◆ Stated goal ◆
Render every line of the data below as a JSON list of strings, one string per line, with blank lines omitted. Leave the pictures out of the list.
-- BEGIN Data lines --
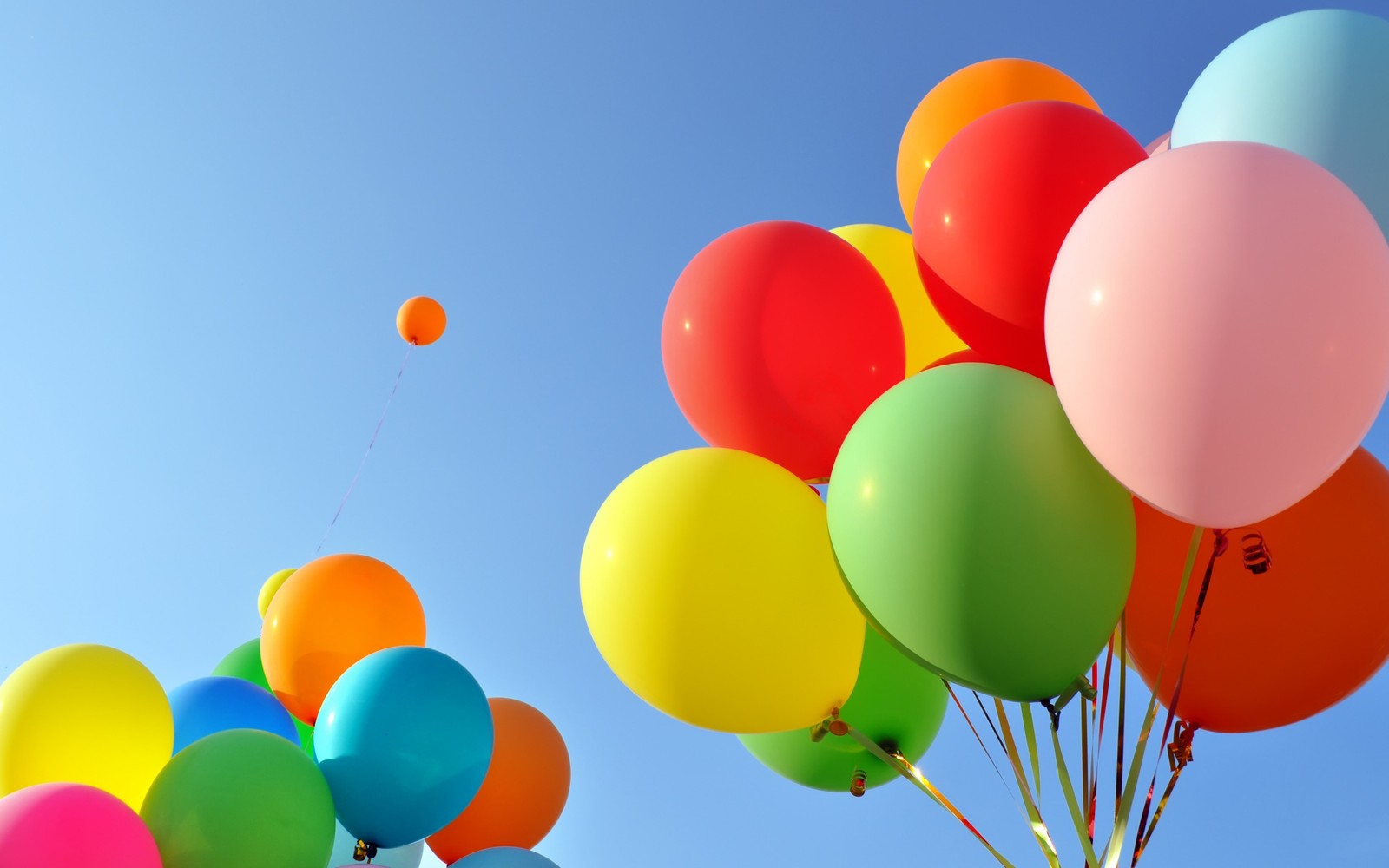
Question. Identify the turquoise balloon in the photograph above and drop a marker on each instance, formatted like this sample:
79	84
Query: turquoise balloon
405	740
1313	82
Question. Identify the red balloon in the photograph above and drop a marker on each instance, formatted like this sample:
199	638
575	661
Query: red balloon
992	214
777	338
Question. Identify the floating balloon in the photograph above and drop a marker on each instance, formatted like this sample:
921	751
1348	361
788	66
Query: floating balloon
963	97
328	615
524	792
1295	615
405	743
83	714
1313	82
978	534
889	250
995	208
240	798
73	825
710	589
1215	330
421	321
775	338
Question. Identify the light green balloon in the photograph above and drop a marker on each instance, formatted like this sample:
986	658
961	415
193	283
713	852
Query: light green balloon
978	534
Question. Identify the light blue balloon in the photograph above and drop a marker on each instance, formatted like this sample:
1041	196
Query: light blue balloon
504	858
217	703
398	858
1312	82
403	740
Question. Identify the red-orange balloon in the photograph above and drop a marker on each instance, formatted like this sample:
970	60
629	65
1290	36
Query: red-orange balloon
328	615
1280	646
524	792
421	319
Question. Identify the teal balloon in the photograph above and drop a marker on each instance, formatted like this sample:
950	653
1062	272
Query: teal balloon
896	703
977	532
405	740
240	798
1316	83
243	663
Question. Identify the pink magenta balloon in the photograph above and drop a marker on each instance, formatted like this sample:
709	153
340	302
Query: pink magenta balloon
1219	330
73	825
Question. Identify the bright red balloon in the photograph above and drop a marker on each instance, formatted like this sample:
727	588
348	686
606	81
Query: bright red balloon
777	337
992	214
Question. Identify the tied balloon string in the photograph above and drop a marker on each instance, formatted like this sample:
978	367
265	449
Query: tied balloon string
372	442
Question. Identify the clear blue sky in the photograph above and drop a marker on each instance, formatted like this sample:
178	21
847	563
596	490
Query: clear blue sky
208	214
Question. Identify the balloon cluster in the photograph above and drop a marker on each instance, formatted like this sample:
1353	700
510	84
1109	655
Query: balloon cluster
333	738
1083	352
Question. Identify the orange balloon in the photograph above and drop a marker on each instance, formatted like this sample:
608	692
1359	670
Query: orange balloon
421	319
524	792
965	96
328	615
1278	646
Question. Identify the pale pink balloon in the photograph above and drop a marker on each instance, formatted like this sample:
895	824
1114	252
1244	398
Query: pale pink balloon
1219	330
73	825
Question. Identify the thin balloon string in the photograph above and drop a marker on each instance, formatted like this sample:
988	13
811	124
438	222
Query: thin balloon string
372	442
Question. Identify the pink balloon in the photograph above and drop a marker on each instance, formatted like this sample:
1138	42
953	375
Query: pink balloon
73	825
1219	330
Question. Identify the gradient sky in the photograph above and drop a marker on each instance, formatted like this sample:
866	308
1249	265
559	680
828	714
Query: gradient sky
208	214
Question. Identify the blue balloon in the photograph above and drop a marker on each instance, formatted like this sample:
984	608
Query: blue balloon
1312	82
405	740
504	858
217	703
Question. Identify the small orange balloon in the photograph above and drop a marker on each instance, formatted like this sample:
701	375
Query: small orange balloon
1294	620
524	792
965	96
330	615
421	319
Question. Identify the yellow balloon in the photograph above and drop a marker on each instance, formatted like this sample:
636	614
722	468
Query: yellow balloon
271	588
85	714
710	589
889	250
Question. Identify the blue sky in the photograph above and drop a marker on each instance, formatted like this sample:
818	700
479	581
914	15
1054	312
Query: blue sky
208	214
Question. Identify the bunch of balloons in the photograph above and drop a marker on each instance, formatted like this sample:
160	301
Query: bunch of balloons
1083	352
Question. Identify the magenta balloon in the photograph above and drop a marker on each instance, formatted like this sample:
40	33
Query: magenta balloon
1219	330
73	825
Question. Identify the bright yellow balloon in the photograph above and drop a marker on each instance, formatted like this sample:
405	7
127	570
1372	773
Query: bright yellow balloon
889	250
710	589
85	714
271	588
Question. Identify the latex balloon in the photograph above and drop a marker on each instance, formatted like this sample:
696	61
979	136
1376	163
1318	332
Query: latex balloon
896	703
978	534
1205	293
524	792
775	338
240	798
212	705
328	615
965	96
995	208
710	589
889	250
1313	82
1277	646
73	825
405	743
421	321
243	663
83	714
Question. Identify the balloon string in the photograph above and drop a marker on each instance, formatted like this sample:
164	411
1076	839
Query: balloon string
372	442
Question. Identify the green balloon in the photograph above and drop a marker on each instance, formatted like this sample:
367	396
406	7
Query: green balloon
978	534
895	701
240	798
243	663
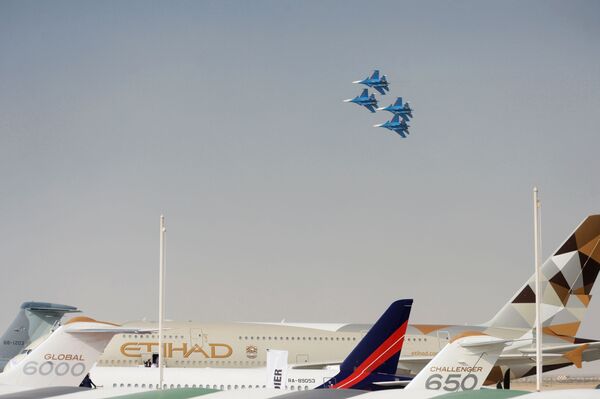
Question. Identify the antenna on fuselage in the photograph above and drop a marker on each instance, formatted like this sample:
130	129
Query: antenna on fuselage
538	320
161	300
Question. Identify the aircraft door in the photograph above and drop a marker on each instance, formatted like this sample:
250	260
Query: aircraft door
301	359
443	338
197	337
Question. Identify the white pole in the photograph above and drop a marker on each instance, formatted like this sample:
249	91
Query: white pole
538	294
161	301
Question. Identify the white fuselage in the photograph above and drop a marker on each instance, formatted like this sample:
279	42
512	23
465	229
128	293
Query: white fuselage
215	378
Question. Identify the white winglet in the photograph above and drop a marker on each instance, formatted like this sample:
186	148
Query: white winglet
462	365
65	357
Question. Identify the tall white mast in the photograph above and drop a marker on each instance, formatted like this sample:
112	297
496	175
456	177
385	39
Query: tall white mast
538	293
161	300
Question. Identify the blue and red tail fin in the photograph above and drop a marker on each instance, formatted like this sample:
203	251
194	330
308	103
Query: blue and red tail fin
377	353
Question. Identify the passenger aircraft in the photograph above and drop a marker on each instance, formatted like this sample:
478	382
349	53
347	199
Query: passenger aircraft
372	362
59	362
568	277
34	320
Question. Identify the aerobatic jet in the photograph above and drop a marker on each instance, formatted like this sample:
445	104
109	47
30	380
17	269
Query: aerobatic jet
397	124
405	111
378	83
369	102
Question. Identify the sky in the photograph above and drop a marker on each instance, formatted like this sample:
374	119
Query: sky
282	201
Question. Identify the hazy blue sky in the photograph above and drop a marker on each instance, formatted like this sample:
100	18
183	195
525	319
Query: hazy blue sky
281	200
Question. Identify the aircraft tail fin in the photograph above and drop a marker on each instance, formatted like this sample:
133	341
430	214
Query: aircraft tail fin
462	365
65	357
378	352
568	277
34	320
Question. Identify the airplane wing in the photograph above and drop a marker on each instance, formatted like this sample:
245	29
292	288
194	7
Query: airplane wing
316	366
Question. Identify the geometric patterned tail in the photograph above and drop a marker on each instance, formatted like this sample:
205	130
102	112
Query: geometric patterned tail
566	282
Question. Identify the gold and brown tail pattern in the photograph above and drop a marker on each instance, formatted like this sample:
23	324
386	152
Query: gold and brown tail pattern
568	277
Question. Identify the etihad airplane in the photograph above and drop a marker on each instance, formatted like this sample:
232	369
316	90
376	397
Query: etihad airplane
372	362
34	320
567	280
58	363
462	365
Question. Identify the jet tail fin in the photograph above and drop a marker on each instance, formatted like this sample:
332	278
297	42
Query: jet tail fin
65	357
377	352
34	320
568	277
462	365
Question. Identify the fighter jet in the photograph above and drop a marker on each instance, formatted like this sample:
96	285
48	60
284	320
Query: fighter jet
397	124
379	84
405	111
369	102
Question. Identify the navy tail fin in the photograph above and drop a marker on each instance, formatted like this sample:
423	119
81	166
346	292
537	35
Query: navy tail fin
377	353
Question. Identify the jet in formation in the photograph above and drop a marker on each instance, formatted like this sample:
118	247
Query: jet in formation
378	83
397	124
365	100
398	108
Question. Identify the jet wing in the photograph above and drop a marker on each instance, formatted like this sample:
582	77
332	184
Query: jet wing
316	366
392	384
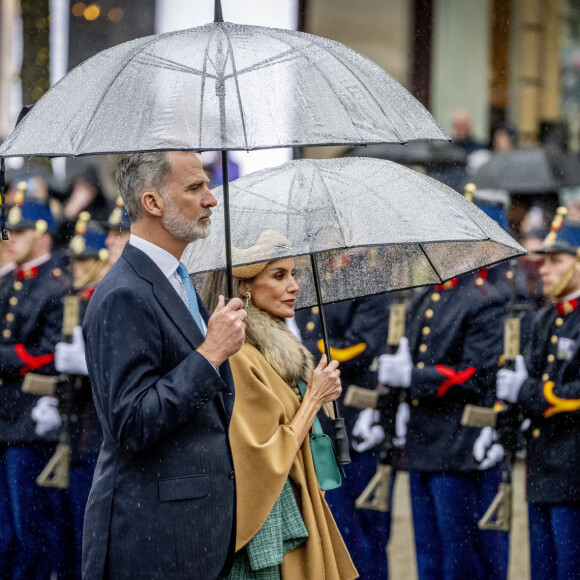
-- END Data lines --
◆ Expected answer ◆
[
  "Question. Identify the turquoise balloon in the photograph above and drop a marker on each instance, formatted like this sample:",
  "79\t84",
  "Query: turquoise balloon",
  "405\t740",
  "1313\t82",
  "Question. Identify the red balloon in the photograph above and drop a marker on each instance, formatted like this sample:",
  "199\t638",
  "575\t661",
  "Query: red balloon",
  "992\t214",
  "777\t338",
  "Question. Identify the floating balloon in the photograph above and drop a marker on each instance, formatted like this sample:",
  "921\t751",
  "1348\t361",
  "788\t66",
  "Query: floating balloon",
  "963\t97",
  "328\t615",
  "524\t792",
  "1295\t615",
  "405\t743",
  "83\t714",
  "1313\t82",
  "978\t534",
  "889\t250",
  "995\t208",
  "240\t798",
  "73\t825",
  "710\t589",
  "1215\t330",
  "421\t321",
  "775\t338",
  "Question. Identify the light green balloon in the photograph above and drop a marker on each instance, formatted like this sample:",
  "986\t658",
  "961\t415",
  "193\t283",
  "713\t852",
  "Query: light green balloon",
  "978\t534",
  "Question. Identify the light blue balloon in the photograph above and drop a marker on each instance, formatted like this sample:",
  "1041\t196",
  "Query: light blue balloon",
  "504\t858",
  "217\t703",
  "398\t858",
  "1312\t82",
  "403\t740",
  "Question. Identify the red-orange balloon in the photograph above and drop a marker on each instance, formatted like this sample:",
  "970\t60",
  "629\t65",
  "1290\t36",
  "Query: red-orange balloon",
  "328\t615",
  "1280\t646",
  "524\t792",
  "421\t319",
  "Question. Identify the teal balloon in the photograph above and drop a marker on each instance, formatted like this sample:",
  "950\t653",
  "1062\t272",
  "Query: teal balloon",
  "896\t703",
  "977\t532",
  "405\t740",
  "240\t798",
  "1316\t83",
  "243\t663",
  "Question. Identify the pink magenta balloon in the photograph above and drop a marker on each instance, formatted like this sample:",
  "709\t153",
  "340\t302",
  "Query: pink magenta balloon",
  "1219\t330",
  "73\t825",
  "Question. Identify the bright red balloon in the photograph above and drop a marker on each instance, formatted like this sample:",
  "727\t588",
  "348\t686",
  "606\t81",
  "Query: bright red balloon",
  "777\t337",
  "992\t214",
  "Question. Identify the tied balloon string in the photograph above and drop a marker on each instance, formatted like this sample:",
  "978\t367",
  "265\t449",
  "Query: tied balloon string",
  "372\t442",
  "Question. Identify the clear blue sky in the photograph above and drop a marker on each instance, formatted like this sample:",
  "178\t21",
  "847\t563",
  "596\t490",
  "Query: clear blue sky",
  "208\t214",
  "Question. Identify the balloon cluster in the photograph above and drop a marker on each instance, formatted like this sample:",
  "1353\t700",
  "510\t84",
  "1109\t655",
  "Query: balloon cluster",
  "333\t738",
  "1083\t352",
  "Question. Identify the orange balloon in the photograph above and drop a marker on each instance, formatted like this sample:",
  "608\t692",
  "1359\t670",
  "Query: orange balloon",
  "421\t319",
  "524\t792",
  "965\t96",
  "328\t615",
  "1278\t646",
  "Question. Identify the pale pink balloon in the photograph above and drop a marker on each instance, formatted like this sample:",
  "895\t824",
  "1114\t252",
  "1244\t398",
  "Query: pale pink balloon",
  "1219\t330",
  "73\t825",
  "Question. Identify the thin balloon string in the photograph above and drop a marker on each instance, formatted like this sample:",
  "988\t13",
  "811\t124",
  "438\t222",
  "Query: thin balloon string",
  "372\t442",
  "Question. Identify the pink balloon in the photograph above and drop a marker on each instance, formatted like this sample:",
  "1138\t42",
  "953\t375",
  "Query: pink balloon",
  "73\t825",
  "1219\t330",
  "Question. Identify the gradient sky in the photograph above and drop a marker on each instance, formatted like this sample:",
  "866\t308",
  "1249\t265",
  "559\t680",
  "828\t714",
  "Query: gradient sky",
  "208\t214",
  "Question. Identify the blue balloon in the photograph above and drop a marker on each instance, formatted like this sample:",
  "984\t608",
  "Query: blue balloon",
  "1312\t82",
  "405\t740",
  "504\t858",
  "217\t703",
  "Question. Identify the small orange balloon in the photograph above and drop a marker on each instance, formatted like this sample:",
  "701\t375",
  "Query: small orange balloon",
  "1294\t620",
  "524\t792",
  "965\t96",
  "330\t615",
  "421\t319",
  "Question. Identify the yellow balloon in the photograph above and drop a marker on each instance, formatted like this sample:",
  "636\t614",
  "722\t468",
  "Query: yellow balloon",
  "271\t588",
  "85\t714",
  "710\t589",
  "889\t250",
  "Question. Identify the blue sky in the photograph above and drop a marker on each instance, formatted like this sample:",
  "818\t700",
  "479\t581",
  "914\t15",
  "1054\t312",
  "Query: blue sky",
  "208\t214",
  "Question. Identify the bunch of balloons in the photograph above and drop a marker on each instance, formatted like this sample:",
  "160\t301",
  "Query: bunch of balloons",
  "1083\t352",
  "Question. Identify the magenta balloon in the photograph above and drop a marker on each instance, formatted like this sample:",
  "40\t33",
  "Query: magenta balloon",
  "1219\t330",
  "73\t825",
  "Question. Identify the bright yellow balloon in the photograph above and drop a marker on each instance, formatted like this sample:",
  "405\t7",
  "127\t570",
  "1372\t773",
  "Query: bright yellow balloon",
  "889\t250",
  "710\t589",
  "85\t714",
  "271\t588",
  "Question. Identify the latex balloon in the photograph above and drop a marker on each instance, formatted like this sample:",
  "696\t61",
  "979\t136",
  "1376\t163",
  "1318\t332",
  "Query: latex balloon",
  "896\t703",
  "978\t534",
  "1205\t293",
  "524\t792",
  "775\t338",
  "240\t798",
  "212\t705",
  "328\t615",
  "965\t96",
  "995\t208",
  "710\t589",
  "889\t250",
  "1313\t82",
  "1277\t646",
  "73\t825",
  "405\t743",
  "421\t321",
  "243\t663",
  "83\t714",
  "Question. Identify the balloon string in the photograph above and drop a marker on each instance, formatted like this sample:",
  "164\t411",
  "1076\t839",
  "Query: balloon string",
  "372\t442",
  "Question. Identify the green balloon in the photograph above and drop a marker on each instance, formatted like this sample:",
  "367\t396",
  "406\t7",
  "Query: green balloon",
  "978\t534",
  "895\t701",
  "240\t798",
  "243\t663",
  "Question. Identify the antenna on fuselage in the photograph above and drop a marker on each instance, formatted like this sample:",
  "130\t129",
  "Query: antenna on fuselage",
  "538\t320",
  "161\t300",
  "Question. Identify the aircraft door in the photograph above and drop a marker on each instance, formatted like this sample:",
  "250\t260",
  "Query: aircraft door",
  "301\t359",
  "443\t338",
  "197\t337",
  "Question. Identify the white pole in the photograph above and drop a marker on each instance, formatted like this sample:",
  "249\t91",
  "Query: white pole",
  "538\t294",
  "161\t301",
  "Question. Identify the white fuselage in the photograph above and drop a marker on each instance, formatted like this sample:",
  "279\t42",
  "512\t23",
  "465\t229",
  "128\t293",
  "Query: white fuselage",
  "215\t378",
  "Question. Identify the white winglet in the photograph above and drop a marker on each instance, formatted like this sample:",
  "186\t148",
  "Query: white winglet",
  "462\t365",
  "65\t357",
  "Question. Identify the tall white mast in the photograph above and drop a marker on each instance, formatted like this sample:",
  "112\t297",
  "496\t175",
  "456\t177",
  "385\t39",
  "Query: tall white mast",
  "538\t293",
  "161\t300",
  "Question. Identify the blue and red tail fin in the photograph above and drop a marker on each instance, formatted like this sample:",
  "203\t251",
  "194\t330",
  "308\t103",
  "Query: blue and red tail fin",
  "377\t353",
  "Question. Identify the passenger aircraft in the photograph above and drop a marker on each instance, formatted like this sample:",
  "478\t382",
  "349\t53",
  "347\t199",
  "Query: passenger aircraft",
  "372\t362",
  "59\t362",
  "568\t277",
  "34\t320",
  "Question. Identify the aerobatic jet in the photograph above and drop a marker on each instance, formatted like this sample:",
  "445\t104",
  "109\t47",
  "30\t380",
  "17\t269",
  "Query: aerobatic jet",
  "397\t124",
  "405\t111",
  "378\t83",
  "369\t102",
  "Question. Identify the sky in the photograph above and drop a marker on each instance, formatted like this sample:",
  "374\t119",
  "Query: sky",
  "282\t201",
  "Question. Identify the hazy blue sky in the photograph above and drop a marker on each instance, formatted like this sample:",
  "100\t18",
  "183\t195",
  "525\t319",
  "Query: hazy blue sky",
  "281\t200",
  "Question. Identify the aircraft tail fin in the photograph above and drop a marker on each instance, formatted like this sample:",
  "133\t341",
  "430\t214",
  "Query: aircraft tail fin",
  "462\t365",
  "65\t357",
  "378\t352",
  "568\t277",
  "34\t320",
  "Question. Identify the airplane wing in the photograph above and drop a marker on each instance, formatted like this sample:",
  "245\t29",
  "292\t288",
  "194\t7",
  "Query: airplane wing",
  "316\t366",
  "Question. Identify the geometric patterned tail in the photograph above and drop a marker on each instance, formatted like this sample:",
  "205\t130",
  "102\t112",
  "Query: geometric patterned tail",
  "566\t282",
  "Question. Identify the gold and brown tail pattern in the photograph above and drop a marker on each instance, formatted like this sample:",
  "23\t324",
  "386\t152",
  "Query: gold and brown tail pattern",
  "568\t277",
  "Question. Identify the etihad airplane in the photograph above and drop a marker on each instance, formatted like this sample:",
  "232\t369",
  "316\t90",
  "376\t397",
  "Query: etihad airplane",
  "372\t362",
  "34\t320",
  "567\t280",
  "58\t363",
  "462\t365",
  "Question. Identify the jet tail fin in the photograph above and drop a marker on each instance, formatted like this sample:",
  "332\t278",
  "297\t42",
  "Query: jet tail fin",
  "65\t357",
  "377\t352",
  "34\t320",
  "568\t277",
  "462\t365",
  "Question. Identify the fighter jet in the photograph above and drop a marker on each instance, formatted like this sample:",
  "96\t285",
  "48\t60",
  "284\t320",
  "Query: fighter jet",
  "397\t124",
  "379\t84",
  "405\t111",
  "369\t102",
  "Question. Identify the navy tail fin in the photograph above and drop a marker on each instance, formatted like this sample:",
  "423\t119",
  "81\t166",
  "346\t292",
  "537\t35",
  "Query: navy tail fin",
  "377\t353",
  "Question. Identify the jet in formation in the photograph above and drop a marker on each instance, formatted like this sample:",
  "118\t247",
  "Query: jet in formation",
  "378\t83",
  "397\t124",
  "365\t100",
  "398\t108",
  "Question. Identify the jet wing in the photograph above and drop a marker on each instance, formatted like this sample:",
  "582\t77",
  "332\t184",
  "Query: jet wing",
  "316\t366",
  "392\t384"
]